◆ Exercise requirements:
How many lines in the entries below contain the string "wall"? Reply with the number only.

◆ Record list:
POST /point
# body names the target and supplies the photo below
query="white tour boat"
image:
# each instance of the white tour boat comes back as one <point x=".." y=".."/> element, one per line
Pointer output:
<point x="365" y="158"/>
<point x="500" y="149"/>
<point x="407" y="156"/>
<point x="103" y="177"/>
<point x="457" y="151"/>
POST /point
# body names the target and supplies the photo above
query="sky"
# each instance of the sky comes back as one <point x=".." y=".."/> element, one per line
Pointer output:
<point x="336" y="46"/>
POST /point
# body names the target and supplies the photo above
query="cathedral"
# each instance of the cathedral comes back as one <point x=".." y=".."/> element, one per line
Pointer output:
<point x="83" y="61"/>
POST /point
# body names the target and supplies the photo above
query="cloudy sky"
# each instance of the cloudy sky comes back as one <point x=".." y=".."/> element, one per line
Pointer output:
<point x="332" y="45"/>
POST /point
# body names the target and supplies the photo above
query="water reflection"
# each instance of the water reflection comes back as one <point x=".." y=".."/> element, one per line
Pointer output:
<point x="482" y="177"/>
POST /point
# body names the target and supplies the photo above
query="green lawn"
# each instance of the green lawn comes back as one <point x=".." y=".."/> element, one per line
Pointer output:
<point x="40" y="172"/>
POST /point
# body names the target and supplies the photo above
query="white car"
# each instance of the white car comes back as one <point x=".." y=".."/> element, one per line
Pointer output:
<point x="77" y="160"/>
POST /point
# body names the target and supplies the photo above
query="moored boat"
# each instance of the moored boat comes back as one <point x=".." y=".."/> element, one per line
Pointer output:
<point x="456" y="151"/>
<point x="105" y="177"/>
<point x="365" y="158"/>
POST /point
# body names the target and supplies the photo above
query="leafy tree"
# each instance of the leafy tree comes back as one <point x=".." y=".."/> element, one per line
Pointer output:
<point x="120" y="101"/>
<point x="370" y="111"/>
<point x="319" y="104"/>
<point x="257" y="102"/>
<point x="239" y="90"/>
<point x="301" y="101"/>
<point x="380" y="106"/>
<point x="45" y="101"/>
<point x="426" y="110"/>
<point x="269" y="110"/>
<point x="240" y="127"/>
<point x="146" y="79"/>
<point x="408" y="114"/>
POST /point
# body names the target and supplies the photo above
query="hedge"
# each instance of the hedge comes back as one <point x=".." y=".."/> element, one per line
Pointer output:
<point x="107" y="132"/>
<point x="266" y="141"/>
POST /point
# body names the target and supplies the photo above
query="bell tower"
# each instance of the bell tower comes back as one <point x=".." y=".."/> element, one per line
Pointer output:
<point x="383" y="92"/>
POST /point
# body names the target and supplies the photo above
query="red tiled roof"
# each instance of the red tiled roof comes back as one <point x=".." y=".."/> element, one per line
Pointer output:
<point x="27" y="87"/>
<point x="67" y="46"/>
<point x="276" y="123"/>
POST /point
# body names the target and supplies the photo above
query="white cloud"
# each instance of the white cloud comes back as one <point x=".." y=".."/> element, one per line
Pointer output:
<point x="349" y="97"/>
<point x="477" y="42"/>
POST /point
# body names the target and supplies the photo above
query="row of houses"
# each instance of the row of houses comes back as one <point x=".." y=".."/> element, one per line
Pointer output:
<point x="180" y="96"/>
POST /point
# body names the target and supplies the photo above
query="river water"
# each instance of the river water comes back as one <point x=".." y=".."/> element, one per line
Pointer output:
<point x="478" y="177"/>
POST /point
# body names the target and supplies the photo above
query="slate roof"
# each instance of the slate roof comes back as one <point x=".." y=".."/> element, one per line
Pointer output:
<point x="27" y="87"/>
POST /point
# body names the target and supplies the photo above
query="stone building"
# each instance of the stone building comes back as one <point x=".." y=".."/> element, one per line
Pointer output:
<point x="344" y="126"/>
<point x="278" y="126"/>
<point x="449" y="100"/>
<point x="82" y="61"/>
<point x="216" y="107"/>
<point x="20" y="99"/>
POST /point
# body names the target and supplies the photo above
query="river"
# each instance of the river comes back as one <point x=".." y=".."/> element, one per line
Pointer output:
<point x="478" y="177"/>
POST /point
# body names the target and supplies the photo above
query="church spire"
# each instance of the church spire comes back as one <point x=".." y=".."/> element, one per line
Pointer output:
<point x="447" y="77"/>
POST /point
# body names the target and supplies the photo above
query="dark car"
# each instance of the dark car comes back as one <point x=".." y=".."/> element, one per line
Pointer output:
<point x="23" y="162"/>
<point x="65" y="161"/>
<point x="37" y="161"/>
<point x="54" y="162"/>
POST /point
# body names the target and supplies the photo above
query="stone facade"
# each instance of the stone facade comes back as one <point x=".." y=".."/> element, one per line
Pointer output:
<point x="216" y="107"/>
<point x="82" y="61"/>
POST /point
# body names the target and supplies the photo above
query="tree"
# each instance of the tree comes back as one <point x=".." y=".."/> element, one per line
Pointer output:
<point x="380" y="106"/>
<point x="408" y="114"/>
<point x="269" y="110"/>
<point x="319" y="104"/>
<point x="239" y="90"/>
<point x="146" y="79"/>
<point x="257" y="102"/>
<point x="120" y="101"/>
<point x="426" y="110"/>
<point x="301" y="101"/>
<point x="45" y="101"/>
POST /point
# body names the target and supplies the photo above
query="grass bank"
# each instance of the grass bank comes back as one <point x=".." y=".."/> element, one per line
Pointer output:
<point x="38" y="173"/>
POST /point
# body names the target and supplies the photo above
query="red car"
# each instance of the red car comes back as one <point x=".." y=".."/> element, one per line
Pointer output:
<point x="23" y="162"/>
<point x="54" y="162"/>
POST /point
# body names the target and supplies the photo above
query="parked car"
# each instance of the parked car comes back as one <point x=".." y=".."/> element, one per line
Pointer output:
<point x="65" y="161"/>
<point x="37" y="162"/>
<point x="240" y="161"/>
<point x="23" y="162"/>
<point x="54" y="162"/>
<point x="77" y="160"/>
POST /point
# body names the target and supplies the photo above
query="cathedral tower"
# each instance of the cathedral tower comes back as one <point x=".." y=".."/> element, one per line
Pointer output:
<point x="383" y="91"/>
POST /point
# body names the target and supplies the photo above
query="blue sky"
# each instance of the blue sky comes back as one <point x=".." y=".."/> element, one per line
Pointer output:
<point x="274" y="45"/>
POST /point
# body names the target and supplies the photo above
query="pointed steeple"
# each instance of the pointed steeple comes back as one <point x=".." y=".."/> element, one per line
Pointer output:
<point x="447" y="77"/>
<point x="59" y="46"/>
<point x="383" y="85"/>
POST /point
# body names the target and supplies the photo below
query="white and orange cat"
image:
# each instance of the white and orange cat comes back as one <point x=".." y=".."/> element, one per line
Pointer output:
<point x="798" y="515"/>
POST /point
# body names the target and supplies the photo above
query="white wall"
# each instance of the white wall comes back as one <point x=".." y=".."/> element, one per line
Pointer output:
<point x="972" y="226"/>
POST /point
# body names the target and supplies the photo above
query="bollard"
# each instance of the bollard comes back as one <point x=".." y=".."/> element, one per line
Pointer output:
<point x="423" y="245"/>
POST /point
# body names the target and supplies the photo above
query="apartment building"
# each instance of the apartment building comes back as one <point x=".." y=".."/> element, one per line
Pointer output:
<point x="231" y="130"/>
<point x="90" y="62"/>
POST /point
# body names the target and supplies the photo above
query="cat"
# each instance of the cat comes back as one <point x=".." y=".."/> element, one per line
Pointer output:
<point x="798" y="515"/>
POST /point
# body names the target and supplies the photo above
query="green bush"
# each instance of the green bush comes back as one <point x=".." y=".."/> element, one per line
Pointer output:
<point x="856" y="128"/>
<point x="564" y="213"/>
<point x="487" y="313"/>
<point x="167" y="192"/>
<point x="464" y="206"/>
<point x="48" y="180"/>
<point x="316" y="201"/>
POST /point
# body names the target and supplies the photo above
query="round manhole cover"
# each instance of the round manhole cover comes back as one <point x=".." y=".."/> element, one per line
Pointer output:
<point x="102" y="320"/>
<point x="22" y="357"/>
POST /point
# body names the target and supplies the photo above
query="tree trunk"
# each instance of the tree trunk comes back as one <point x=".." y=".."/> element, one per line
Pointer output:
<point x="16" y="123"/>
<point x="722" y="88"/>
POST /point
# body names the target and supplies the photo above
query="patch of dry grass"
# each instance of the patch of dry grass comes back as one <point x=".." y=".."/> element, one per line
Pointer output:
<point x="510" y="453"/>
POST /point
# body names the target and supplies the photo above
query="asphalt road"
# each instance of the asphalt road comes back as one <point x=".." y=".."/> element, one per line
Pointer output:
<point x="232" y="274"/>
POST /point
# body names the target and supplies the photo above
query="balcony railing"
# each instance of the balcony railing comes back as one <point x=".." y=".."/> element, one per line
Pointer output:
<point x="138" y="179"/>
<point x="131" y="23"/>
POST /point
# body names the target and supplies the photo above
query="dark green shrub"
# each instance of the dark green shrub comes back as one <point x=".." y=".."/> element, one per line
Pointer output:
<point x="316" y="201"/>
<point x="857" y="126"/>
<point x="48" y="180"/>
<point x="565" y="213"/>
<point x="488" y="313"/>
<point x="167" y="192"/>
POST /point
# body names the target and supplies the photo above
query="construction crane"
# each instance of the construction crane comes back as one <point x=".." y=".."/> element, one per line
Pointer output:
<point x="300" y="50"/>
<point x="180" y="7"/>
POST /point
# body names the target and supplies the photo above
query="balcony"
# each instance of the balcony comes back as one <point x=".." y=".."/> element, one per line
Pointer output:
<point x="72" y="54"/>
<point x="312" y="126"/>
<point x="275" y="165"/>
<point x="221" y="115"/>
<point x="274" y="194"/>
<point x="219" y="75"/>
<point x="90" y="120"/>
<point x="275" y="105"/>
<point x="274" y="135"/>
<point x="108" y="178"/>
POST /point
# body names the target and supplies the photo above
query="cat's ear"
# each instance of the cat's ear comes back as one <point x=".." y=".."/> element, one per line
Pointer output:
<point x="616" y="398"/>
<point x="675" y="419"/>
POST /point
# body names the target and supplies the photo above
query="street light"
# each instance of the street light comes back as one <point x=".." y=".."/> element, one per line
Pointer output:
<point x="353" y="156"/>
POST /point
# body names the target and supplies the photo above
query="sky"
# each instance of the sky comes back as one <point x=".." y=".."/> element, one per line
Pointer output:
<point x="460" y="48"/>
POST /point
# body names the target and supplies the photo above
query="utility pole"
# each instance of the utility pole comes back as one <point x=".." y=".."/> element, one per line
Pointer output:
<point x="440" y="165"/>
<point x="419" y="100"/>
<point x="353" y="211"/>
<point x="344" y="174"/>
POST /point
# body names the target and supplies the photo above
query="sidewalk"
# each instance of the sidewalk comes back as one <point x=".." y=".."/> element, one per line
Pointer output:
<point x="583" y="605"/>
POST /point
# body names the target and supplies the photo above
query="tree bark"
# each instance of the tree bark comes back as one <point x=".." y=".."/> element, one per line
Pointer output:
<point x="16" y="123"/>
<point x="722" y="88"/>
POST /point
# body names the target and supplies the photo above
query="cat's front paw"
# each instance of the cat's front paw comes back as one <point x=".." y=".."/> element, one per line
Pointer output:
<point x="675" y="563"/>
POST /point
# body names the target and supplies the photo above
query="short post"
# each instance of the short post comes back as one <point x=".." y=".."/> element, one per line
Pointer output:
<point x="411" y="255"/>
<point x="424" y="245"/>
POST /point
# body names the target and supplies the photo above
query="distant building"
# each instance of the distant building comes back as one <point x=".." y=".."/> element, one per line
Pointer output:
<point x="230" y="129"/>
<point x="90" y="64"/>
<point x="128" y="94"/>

◆ Exercise result:
2